Saved entries:
────────────────
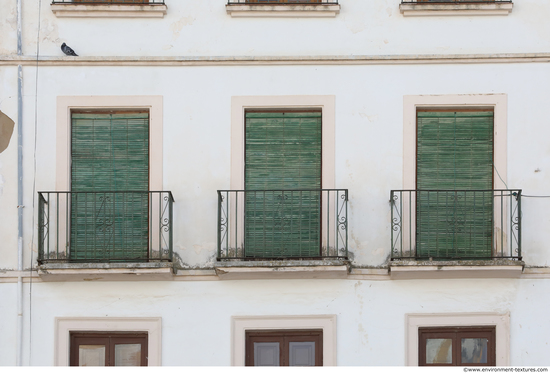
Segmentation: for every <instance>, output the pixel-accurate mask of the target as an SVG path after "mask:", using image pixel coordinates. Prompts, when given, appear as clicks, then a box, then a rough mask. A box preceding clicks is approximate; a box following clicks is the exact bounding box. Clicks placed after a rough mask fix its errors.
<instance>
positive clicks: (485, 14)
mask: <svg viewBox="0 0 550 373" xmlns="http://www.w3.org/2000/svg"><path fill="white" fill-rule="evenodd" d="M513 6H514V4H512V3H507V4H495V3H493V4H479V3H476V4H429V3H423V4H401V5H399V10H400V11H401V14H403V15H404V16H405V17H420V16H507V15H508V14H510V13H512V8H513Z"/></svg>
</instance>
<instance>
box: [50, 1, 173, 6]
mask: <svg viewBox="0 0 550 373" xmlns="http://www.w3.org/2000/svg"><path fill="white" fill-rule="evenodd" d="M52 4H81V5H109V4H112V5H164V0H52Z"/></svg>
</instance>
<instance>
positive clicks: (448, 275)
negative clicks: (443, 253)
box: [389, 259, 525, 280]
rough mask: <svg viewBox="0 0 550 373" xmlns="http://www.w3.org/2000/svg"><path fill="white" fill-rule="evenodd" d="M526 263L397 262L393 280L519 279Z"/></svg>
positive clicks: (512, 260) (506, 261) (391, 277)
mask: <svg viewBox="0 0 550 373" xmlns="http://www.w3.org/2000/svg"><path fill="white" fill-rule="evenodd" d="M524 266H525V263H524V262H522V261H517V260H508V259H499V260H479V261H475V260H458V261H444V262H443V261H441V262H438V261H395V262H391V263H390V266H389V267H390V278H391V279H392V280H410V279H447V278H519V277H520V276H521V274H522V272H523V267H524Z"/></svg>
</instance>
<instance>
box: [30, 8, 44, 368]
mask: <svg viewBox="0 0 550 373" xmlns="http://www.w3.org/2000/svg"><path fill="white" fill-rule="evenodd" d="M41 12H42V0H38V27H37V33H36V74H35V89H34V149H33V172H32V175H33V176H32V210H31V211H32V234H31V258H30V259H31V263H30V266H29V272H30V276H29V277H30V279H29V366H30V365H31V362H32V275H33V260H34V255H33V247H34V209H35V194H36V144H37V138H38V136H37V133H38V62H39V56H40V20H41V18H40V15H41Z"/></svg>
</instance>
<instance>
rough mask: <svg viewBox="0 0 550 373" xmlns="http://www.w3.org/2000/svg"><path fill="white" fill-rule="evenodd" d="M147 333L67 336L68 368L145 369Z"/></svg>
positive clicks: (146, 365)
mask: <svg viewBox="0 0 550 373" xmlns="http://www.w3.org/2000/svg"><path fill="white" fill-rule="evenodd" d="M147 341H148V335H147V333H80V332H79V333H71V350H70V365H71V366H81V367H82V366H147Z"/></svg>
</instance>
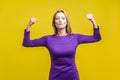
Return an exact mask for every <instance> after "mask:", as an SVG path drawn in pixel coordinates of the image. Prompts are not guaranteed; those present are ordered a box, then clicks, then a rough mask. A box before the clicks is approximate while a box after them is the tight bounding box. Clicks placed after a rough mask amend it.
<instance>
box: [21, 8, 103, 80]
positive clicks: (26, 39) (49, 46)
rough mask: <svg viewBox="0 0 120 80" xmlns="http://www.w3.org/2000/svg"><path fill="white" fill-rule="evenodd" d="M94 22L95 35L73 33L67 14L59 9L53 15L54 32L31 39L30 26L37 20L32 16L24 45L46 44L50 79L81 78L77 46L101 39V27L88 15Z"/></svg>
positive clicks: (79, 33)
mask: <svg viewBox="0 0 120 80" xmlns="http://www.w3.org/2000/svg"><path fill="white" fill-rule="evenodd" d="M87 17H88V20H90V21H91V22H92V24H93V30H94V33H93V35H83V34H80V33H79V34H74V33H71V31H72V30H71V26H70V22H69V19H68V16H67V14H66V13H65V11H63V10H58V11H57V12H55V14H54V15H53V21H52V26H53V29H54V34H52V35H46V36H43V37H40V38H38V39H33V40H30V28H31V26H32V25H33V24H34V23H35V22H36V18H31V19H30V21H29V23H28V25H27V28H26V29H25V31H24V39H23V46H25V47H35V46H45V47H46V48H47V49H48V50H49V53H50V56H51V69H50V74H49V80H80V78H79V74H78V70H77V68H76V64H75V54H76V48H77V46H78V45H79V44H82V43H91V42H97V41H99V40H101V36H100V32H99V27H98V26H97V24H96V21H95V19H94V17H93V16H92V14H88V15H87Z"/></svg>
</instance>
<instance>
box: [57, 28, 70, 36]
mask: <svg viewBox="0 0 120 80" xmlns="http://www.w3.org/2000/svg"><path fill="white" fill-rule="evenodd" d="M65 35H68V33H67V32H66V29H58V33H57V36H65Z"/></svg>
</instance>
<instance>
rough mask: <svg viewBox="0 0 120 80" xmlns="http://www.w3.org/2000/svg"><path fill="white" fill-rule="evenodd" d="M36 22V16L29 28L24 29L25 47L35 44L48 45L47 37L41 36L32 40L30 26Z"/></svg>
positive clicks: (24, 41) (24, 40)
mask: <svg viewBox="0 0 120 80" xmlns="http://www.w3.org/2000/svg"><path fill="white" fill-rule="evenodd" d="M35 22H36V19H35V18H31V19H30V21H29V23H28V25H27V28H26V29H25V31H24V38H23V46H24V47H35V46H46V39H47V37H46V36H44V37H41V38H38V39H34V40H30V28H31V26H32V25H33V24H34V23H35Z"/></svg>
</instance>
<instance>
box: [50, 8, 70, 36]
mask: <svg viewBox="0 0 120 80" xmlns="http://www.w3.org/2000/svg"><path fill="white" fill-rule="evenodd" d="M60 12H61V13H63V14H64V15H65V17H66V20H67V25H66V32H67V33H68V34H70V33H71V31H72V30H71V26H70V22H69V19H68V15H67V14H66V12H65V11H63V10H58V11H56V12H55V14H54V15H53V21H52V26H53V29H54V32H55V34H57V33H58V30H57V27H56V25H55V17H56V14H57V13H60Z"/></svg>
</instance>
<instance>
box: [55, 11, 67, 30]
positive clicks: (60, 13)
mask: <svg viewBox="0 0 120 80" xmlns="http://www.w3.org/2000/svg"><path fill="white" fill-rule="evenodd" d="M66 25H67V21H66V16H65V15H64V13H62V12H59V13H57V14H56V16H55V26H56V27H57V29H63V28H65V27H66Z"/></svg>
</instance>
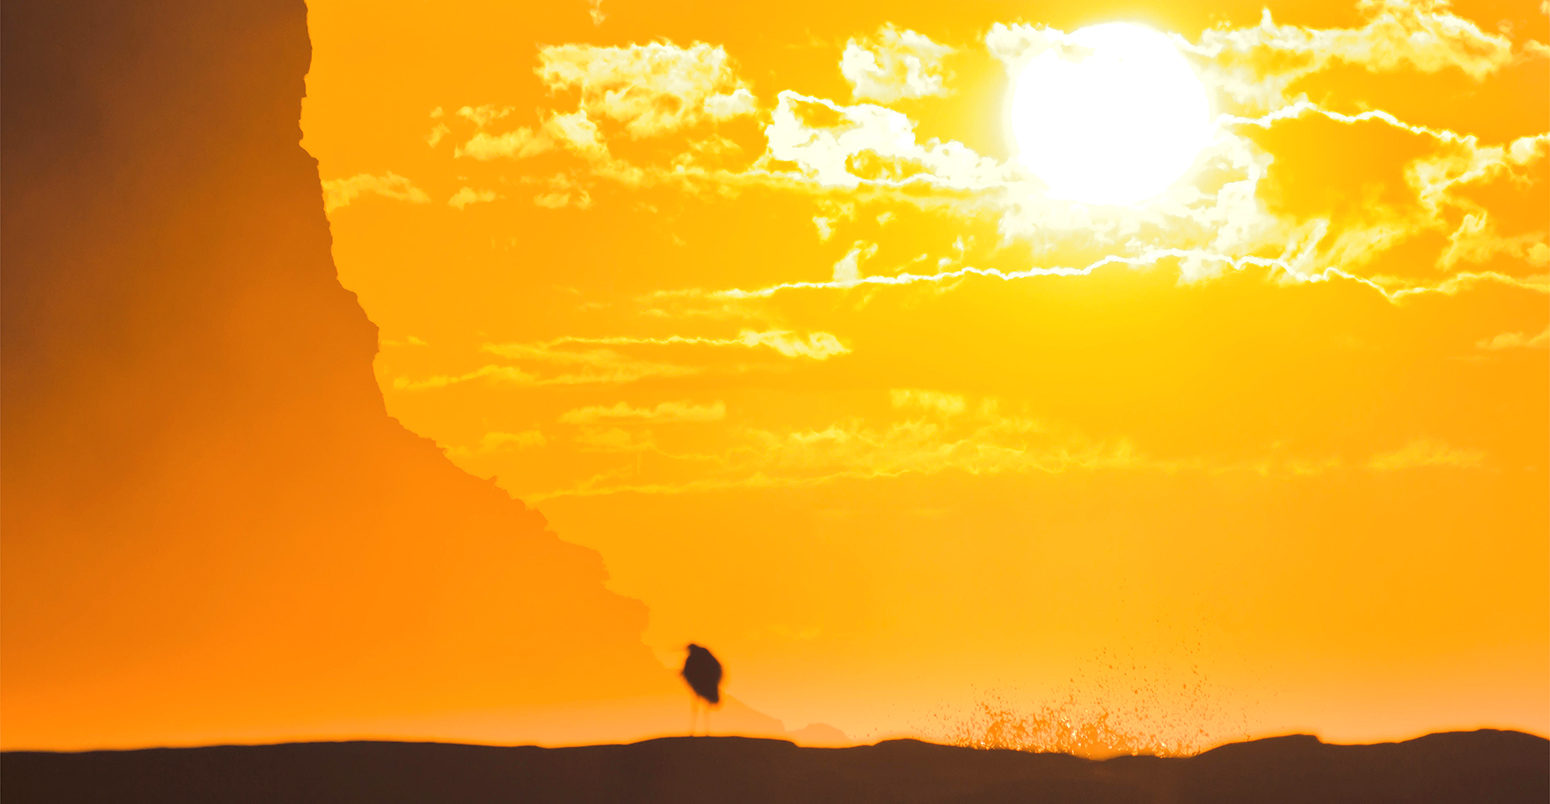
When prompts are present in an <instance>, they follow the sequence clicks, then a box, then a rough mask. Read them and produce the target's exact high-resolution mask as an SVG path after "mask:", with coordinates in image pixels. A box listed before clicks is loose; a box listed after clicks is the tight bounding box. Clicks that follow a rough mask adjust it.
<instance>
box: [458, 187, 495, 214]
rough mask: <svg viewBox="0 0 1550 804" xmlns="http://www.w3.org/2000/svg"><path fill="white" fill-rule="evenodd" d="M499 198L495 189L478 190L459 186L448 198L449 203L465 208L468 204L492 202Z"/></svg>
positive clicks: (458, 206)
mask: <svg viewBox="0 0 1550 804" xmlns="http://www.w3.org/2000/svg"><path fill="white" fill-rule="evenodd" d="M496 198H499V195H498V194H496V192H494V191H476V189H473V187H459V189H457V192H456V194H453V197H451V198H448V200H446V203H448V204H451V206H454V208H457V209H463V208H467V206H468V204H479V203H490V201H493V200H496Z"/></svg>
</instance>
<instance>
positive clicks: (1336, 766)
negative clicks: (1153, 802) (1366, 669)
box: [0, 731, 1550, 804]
────────────────
Each line above must be set down exactly, though no picture should be carried over.

Segmentation: for every <instance>, output the pixel-accurate mask of the target as an SVG path after "mask:", using image pixel coordinates. Prompts, when given, appear as clicks, then a box, then a rough mask. A box preceding clicks is approximate; a box following clicks is the exact bounding box. Clicks placed after a rough mask fix its errors.
<instance>
positive clicks: (485, 14)
mask: <svg viewBox="0 0 550 373" xmlns="http://www.w3.org/2000/svg"><path fill="white" fill-rule="evenodd" d="M513 6H514V4H512V3H507V4H495V3H493V4H479V3H476V4H429V3H423V4H401V5H399V10H400V11H401V14H403V15H404V16H405V17H420V16H507V15H508V14H510V13H512V8H513Z"/></svg>
</instance>
<instance>
box: [50, 1, 173, 6]
mask: <svg viewBox="0 0 550 373" xmlns="http://www.w3.org/2000/svg"><path fill="white" fill-rule="evenodd" d="M52 4H81V5H109V4H112V5H164V0H52Z"/></svg>
</instance>
<instance>
positive clicks: (448, 275)
negative clicks: (443, 253)
box: [389, 259, 525, 280]
rough mask: <svg viewBox="0 0 550 373" xmlns="http://www.w3.org/2000/svg"><path fill="white" fill-rule="evenodd" d="M526 263L397 262L393 280L519 279Z"/></svg>
positive clicks: (512, 260) (506, 261) (391, 277)
mask: <svg viewBox="0 0 550 373" xmlns="http://www.w3.org/2000/svg"><path fill="white" fill-rule="evenodd" d="M524 266H525V263H524V262H522V261H517V260H508V259H499V260H479V261H475V260H458V261H444V262H443V261H441V262H438V261H395V262H391V263H390V266H389V267H390V278H391V279H392V280H410V279H447V278H519V277H520V276H521V274H522V272H523V267H524Z"/></svg>
</instance>
<instance>
box: [30, 8, 44, 368]
mask: <svg viewBox="0 0 550 373" xmlns="http://www.w3.org/2000/svg"><path fill="white" fill-rule="evenodd" d="M41 12H42V0H38V27H37V33H36V74H35V89H34V149H33V172H32V175H33V176H32V210H31V211H32V234H31V258H30V259H31V263H30V266H29V272H30V276H29V277H30V279H29V366H30V365H31V362H32V275H33V260H34V255H33V247H34V209H35V194H36V144H37V138H38V136H37V133H38V62H39V56H40V20H41V18H40V15H41Z"/></svg>
</instance>
<instance>
rough mask: <svg viewBox="0 0 550 373" xmlns="http://www.w3.org/2000/svg"><path fill="white" fill-rule="evenodd" d="M147 333L67 336L68 368L145 369Z"/></svg>
positive clicks: (146, 365)
mask: <svg viewBox="0 0 550 373" xmlns="http://www.w3.org/2000/svg"><path fill="white" fill-rule="evenodd" d="M147 341H148V335H147V333H80V332H79V333H71V350H70V365H71V366H81V367H82V366H147Z"/></svg>
</instance>
Return an exact mask for every <instance> after "mask:", as an SVG path drawn in pixel coordinates of the image. Prompts are not guaranteed; those present are ordered a box, then clicks, then a rough mask. A box before the clicks is approximate while a box after them is the tight bounding box. Clicks placed after a rough mask amend it.
<instance>
box: [21, 8, 103, 80]
positive clicks: (26, 39) (49, 46)
rough mask: <svg viewBox="0 0 120 80" xmlns="http://www.w3.org/2000/svg"><path fill="white" fill-rule="evenodd" d="M94 22L95 35L73 33L67 14L59 9L53 15L54 32L31 39L30 26L37 20L32 16L24 45L46 44L50 79L81 78L77 46L101 39V27L88 15Z"/></svg>
positive clicks: (79, 33)
mask: <svg viewBox="0 0 120 80" xmlns="http://www.w3.org/2000/svg"><path fill="white" fill-rule="evenodd" d="M87 17H88V20H90V21H91V22H92V24H93V30H94V33H93V35H83V34H80V33H79V34H74V33H71V31H72V30H71V26H70V22H69V19H68V16H67V14H66V13H65V11H63V10H58V11H57V12H55V14H54V15H53V21H52V26H53V29H54V34H52V35H46V36H43V37H40V38H38V39H33V40H30V28H31V26H32V25H33V24H34V23H35V22H36V18H31V19H30V21H29V23H28V25H27V28H26V29H25V31H24V39H23V46H25V47H35V46H45V47H46V48H47V49H48V50H49V53H50V56H51V69H50V74H49V80H80V78H79V74H78V70H77V68H76V64H75V54H76V48H77V46H78V45H79V44H82V43H91V42H97V41H99V40H101V36H100V32H99V27H98V26H97V24H96V21H95V19H94V17H93V16H92V14H88V15H87Z"/></svg>
</instance>
<instance>
box: [57, 28, 70, 36]
mask: <svg viewBox="0 0 120 80" xmlns="http://www.w3.org/2000/svg"><path fill="white" fill-rule="evenodd" d="M65 35H68V33H67V32H66V29H58V33H57V36H65Z"/></svg>
</instance>
<instance>
rough mask: <svg viewBox="0 0 120 80" xmlns="http://www.w3.org/2000/svg"><path fill="white" fill-rule="evenodd" d="M36 22V16L29 28L24 29L25 47L35 44L48 45L47 37L41 36L32 40L30 26Z"/></svg>
positive clicks: (24, 41) (24, 40)
mask: <svg viewBox="0 0 120 80" xmlns="http://www.w3.org/2000/svg"><path fill="white" fill-rule="evenodd" d="M35 22H36V19H35V18H31V19H30V21H29V23H28V25H27V28H26V29H25V31H24V38H23V46H24V47H35V46H46V39H47V37H46V36H44V37H41V38H38V39H34V40H30V28H31V26H32V25H33V24H34V23H35Z"/></svg>
</instance>
<instance>
box: [50, 8, 70, 36]
mask: <svg viewBox="0 0 120 80" xmlns="http://www.w3.org/2000/svg"><path fill="white" fill-rule="evenodd" d="M60 12H61V13H63V14H64V15H65V17H66V20H67V25H66V32H67V33H68V34H70V33H71V31H72V30H71V26H70V22H69V19H68V15H67V14H66V12H65V11H63V10H58V11H56V12H55V14H54V15H53V21H52V26H53V29H54V32H55V34H57V33H58V30H57V27H56V25H55V17H56V14H57V13H60Z"/></svg>
</instance>
<instance>
box: [55, 11, 67, 30]
positive clicks: (60, 13)
mask: <svg viewBox="0 0 120 80" xmlns="http://www.w3.org/2000/svg"><path fill="white" fill-rule="evenodd" d="M66 25H67V21H66V16H65V15H64V13H62V12H59V13H57V14H56V16H55V26H56V27H57V29H63V28H65V27H66Z"/></svg>
</instance>
When prompts are present in an <instance>, they follow the sequence clicks, then a box, then a rough mask. Read them and produce the target's exact high-resolution mask as an SVG path after "mask:", with coordinates in image pixels. A box listed before clicks is loose; a box listed after clicks is the tight bounding box. Clicks that follow a rough mask adjust it.
<instance>
box: [458, 187, 495, 214]
rough mask: <svg viewBox="0 0 1550 804" xmlns="http://www.w3.org/2000/svg"><path fill="white" fill-rule="evenodd" d="M499 198L495 189L478 190L459 186L448 198L449 203L465 208L468 204L492 202Z"/></svg>
positive clicks: (458, 206)
mask: <svg viewBox="0 0 1550 804" xmlns="http://www.w3.org/2000/svg"><path fill="white" fill-rule="evenodd" d="M496 198H499V195H498V194H496V192H494V191H476V189H473V187H459V189H457V192H456V194H453V197H451V198H448V200H446V203H448V204H451V206H454V208H457V209H463V208H467V206H468V204H479V203H490V201H493V200H496Z"/></svg>
</instance>
<instance>
positive clicks: (1336, 766)
negative clicks: (1153, 802) (1366, 669)
box: [0, 731, 1550, 804]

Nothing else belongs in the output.